## EXERCISE BRIEF
Pick out every line in the rows below that contains the word "tram", and copy each one.
### LISTING ###
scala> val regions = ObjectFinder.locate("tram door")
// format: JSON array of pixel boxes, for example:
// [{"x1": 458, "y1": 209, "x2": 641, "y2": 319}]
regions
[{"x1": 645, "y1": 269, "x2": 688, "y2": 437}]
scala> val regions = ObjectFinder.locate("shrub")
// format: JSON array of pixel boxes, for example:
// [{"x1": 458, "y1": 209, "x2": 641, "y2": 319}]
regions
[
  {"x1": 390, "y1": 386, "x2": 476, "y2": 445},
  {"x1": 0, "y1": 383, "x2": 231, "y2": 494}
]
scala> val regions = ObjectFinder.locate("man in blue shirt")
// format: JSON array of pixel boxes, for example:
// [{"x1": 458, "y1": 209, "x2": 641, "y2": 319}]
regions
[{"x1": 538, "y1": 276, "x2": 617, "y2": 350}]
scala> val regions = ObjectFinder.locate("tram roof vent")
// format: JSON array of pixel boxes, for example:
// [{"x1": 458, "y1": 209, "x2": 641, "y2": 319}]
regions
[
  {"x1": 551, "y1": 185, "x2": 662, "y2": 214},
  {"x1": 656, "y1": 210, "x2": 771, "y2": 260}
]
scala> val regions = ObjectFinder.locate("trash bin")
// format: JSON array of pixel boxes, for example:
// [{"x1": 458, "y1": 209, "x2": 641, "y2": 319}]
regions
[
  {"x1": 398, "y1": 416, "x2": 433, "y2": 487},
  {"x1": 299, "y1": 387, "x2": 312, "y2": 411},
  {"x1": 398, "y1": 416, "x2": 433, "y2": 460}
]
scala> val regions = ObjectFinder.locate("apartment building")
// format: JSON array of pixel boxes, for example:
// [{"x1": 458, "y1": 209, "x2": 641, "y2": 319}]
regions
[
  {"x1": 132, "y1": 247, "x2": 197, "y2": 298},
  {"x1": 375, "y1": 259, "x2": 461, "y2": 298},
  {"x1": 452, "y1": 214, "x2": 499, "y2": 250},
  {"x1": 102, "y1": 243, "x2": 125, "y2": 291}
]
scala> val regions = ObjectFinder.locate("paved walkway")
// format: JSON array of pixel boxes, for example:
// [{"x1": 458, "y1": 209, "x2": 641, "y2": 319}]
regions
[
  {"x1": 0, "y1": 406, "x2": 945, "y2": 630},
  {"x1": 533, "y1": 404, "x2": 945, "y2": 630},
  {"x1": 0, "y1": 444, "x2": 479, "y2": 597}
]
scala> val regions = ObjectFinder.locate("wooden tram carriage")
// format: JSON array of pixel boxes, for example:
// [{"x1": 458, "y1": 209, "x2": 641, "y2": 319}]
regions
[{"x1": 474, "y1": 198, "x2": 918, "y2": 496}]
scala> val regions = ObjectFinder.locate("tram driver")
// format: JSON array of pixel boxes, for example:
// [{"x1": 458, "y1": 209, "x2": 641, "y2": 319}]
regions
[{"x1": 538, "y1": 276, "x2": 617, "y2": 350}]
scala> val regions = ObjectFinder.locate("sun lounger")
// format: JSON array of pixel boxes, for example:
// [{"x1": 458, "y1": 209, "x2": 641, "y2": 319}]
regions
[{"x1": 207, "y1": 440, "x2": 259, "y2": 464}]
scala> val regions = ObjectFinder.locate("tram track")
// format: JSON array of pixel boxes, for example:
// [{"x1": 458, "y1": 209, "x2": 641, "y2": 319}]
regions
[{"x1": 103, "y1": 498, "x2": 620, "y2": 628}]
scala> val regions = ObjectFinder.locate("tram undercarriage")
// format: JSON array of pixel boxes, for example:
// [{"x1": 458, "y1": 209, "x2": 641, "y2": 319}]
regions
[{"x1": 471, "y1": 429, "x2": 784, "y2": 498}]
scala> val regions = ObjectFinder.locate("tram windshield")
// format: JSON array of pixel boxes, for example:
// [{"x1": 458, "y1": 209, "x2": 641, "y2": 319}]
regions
###
## SOLUTION TO THIS PROBLEM
scala> val regions = ObjectFinder.locate("tram door")
scala> val regions = ObjectFinder.locate("tram roof vent")
scala> val regions = ObjectFinder.locate("wooden tram carriage")
scala> val regions = ObjectFinder.locate("tram driver")
scala> val regions = ObjectFinder.locate("tram track")
scala> val regions = ObjectFinder.locate("tram undercarriage")
scala> val regions = ObjectFinder.locate("tram windshield")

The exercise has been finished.